In addition to the usual transmit and receive functions, the host-to-host transport layer uses open and close commands to initiate and terminate the connection. This layer accepts information to be transmitted as a stream of characters, and it returns information to the recipient as a stream.

The service employs the concept of a connection (or virtual circuit). A connection is the state of the host-to-host transport layer between the time that an open command is accepted by the receiving computer and the time that the close command is issued by either computer.

Application Layer

The top layer in the Internet reference model is the application layer. This layer provides functions for users or their programs, and it is highly specific to the application being performed. It provides the services that user applications use to communicate over the network, and it is the layer in which user-access network processes reside. These processes include all of those that users interact with directly, as well as other processes of which the users are not aware.

This layer includes all applications protocols that use the host-to-host transport protocols to deliver data. Other functions that process user data, such as data encryption and decryption and compression and decompression, can also reside at the application layer.

The application layer also manages the sessions (connections) between cooperating applications. In the TCP/IP protocol hierarchy, sessions are not identifiable as a separate layer, and these functions are performed by the host-to-host transport layer. Instead of using the term "session," TCP/IP uses the terms "socket" and "port" to describe the path (or virtual circuit) over which cooperating applications communicate.

Most of the application protocols in this layer provide user services, and new user services are added often. For cooperating applications to be able to exchange data, they must agree about how data is represented. The application layer is responsible for standardizing the presentation of data.

In the following section, we provide a history of TCP/IP and then define the TCP/IP protocol suite using the Internet reference model.

What is TCP/IP?

The name TCP/IP refers to a suite of data communication protocols. The name is misleading because TCP and IP are only two of dozens of protocols that compose the suite. Its name comes from two of the more important protocols in the suite: the Transmission Control Protocol (TCP) and the Internet Protocol (IP).

→ **Direction 1**:
What terms does TCP/IP use in place of "session," according to the passage on the application layer?

→ **Dataset records**:
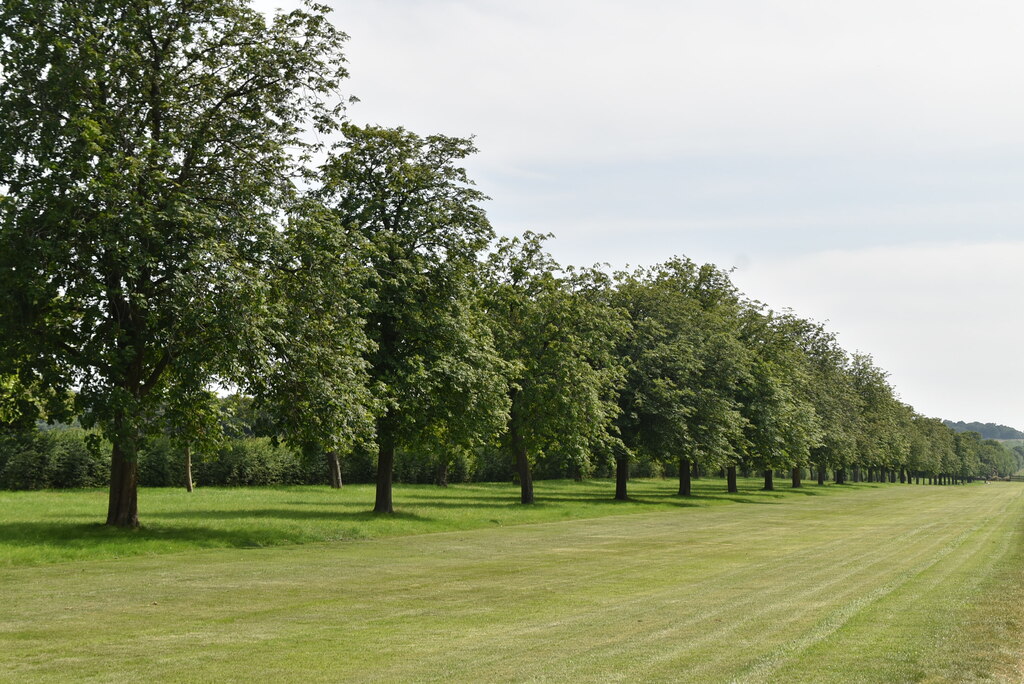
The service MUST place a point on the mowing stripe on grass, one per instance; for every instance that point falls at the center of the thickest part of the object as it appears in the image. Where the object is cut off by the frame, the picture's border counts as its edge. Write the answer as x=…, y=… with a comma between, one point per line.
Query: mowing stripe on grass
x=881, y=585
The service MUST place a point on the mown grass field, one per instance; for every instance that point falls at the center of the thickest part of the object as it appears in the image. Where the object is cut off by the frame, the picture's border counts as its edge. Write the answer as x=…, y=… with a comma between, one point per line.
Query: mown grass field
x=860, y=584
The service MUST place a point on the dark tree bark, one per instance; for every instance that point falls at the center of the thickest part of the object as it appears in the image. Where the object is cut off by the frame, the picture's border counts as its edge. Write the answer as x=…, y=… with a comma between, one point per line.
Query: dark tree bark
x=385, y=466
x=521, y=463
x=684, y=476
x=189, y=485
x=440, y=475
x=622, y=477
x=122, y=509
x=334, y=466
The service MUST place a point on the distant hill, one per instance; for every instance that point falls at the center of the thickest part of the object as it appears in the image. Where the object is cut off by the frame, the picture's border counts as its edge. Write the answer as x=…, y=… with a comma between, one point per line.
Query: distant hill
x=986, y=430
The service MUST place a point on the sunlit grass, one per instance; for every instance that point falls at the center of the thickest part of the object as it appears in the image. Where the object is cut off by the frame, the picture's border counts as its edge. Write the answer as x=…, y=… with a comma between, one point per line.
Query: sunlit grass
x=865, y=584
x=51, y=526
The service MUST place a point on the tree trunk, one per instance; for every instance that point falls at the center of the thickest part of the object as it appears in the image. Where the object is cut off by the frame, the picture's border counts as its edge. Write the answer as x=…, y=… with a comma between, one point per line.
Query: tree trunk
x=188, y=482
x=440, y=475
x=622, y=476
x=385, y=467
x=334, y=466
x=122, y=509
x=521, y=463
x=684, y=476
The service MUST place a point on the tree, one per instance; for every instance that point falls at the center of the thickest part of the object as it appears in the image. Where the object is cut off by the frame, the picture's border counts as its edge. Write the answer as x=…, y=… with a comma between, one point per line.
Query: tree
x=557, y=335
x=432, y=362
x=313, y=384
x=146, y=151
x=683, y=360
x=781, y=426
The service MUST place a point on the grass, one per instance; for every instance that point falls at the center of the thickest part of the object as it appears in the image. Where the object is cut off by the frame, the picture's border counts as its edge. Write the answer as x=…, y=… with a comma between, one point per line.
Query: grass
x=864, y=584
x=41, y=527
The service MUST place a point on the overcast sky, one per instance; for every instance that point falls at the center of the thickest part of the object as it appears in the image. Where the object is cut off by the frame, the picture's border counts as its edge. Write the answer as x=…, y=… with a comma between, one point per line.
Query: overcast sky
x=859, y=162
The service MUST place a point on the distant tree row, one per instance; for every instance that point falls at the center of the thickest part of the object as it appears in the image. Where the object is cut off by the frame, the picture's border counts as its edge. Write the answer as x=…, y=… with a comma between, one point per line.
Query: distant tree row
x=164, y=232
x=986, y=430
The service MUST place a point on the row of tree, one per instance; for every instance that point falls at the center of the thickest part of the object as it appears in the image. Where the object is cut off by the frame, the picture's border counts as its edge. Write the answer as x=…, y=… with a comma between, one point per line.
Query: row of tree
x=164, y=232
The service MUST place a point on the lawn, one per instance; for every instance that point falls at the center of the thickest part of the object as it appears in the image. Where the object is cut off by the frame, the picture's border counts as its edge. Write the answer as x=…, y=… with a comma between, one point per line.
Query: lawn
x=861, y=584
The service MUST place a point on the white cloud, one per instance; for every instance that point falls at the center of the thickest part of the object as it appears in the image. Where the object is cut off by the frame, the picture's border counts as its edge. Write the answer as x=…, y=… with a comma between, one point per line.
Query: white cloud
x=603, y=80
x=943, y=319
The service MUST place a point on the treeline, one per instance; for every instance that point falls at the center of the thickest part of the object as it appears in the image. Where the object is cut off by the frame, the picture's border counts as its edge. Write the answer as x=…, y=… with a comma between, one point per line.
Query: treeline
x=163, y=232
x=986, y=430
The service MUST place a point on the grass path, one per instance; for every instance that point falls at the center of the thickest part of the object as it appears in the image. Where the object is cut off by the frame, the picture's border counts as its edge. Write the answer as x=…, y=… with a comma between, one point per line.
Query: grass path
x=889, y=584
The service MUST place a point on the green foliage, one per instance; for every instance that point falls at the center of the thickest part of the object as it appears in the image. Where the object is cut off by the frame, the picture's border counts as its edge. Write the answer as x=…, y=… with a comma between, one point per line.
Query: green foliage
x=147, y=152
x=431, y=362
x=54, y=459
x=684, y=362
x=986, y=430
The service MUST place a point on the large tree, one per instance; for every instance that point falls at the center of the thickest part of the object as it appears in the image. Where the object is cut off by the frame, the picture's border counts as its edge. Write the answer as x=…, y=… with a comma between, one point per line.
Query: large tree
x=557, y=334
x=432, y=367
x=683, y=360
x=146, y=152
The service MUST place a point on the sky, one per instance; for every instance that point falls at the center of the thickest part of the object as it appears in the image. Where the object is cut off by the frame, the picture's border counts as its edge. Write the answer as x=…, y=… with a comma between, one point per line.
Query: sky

→ **Direction 2**:
In the entries, switch "row of tree" to "line of trees" across the stretch from the line containing "The service MUST place a point on the overcast" through the line containing "x=861, y=584", leaving everything else unchanged. Return only those lines.

→ **Output 1**:
"Socket" and "port."

→ **Output 2**:
The service MUST place a point on the overcast sky, one per instance; for every instance that point falls at the center of the thickest part of the object as it appears in the image. Where the object is cut off by the frame, the picture's border counts as its edge. Write the answer as x=…, y=… with a comma between, one point per line.
Query: overcast sky
x=859, y=162
The service MUST place a point on the distant tree row, one per instance; for every instance that point falls at the center of the thickest part of the object as it appears in the image. Where the object is cut off by the frame, the picture's border counts as its edge. Write the answer as x=…, y=… with a comma between, one point per line.
Query: distant tree row
x=164, y=232
x=986, y=430
The service MUST place a point on the line of trees, one per instance; for every instance that point falls at the center of the thickest part of the object as it appears in the image. Where the object is cut off by the frame, the picture's border counts as its edge. Write the answer as x=…, y=… with a comma between, one point per line.
Query: line of trees
x=164, y=232
The service MUST place a point on the lawn, one per instance; for every instance that point falls at the center of the thickest part of the object as it appears in the image. Where the object is cut off by the frame, the picture's border counts as its edge. Write the answer as x=…, y=… with a comma between, one point per line.
Query: lawn
x=861, y=584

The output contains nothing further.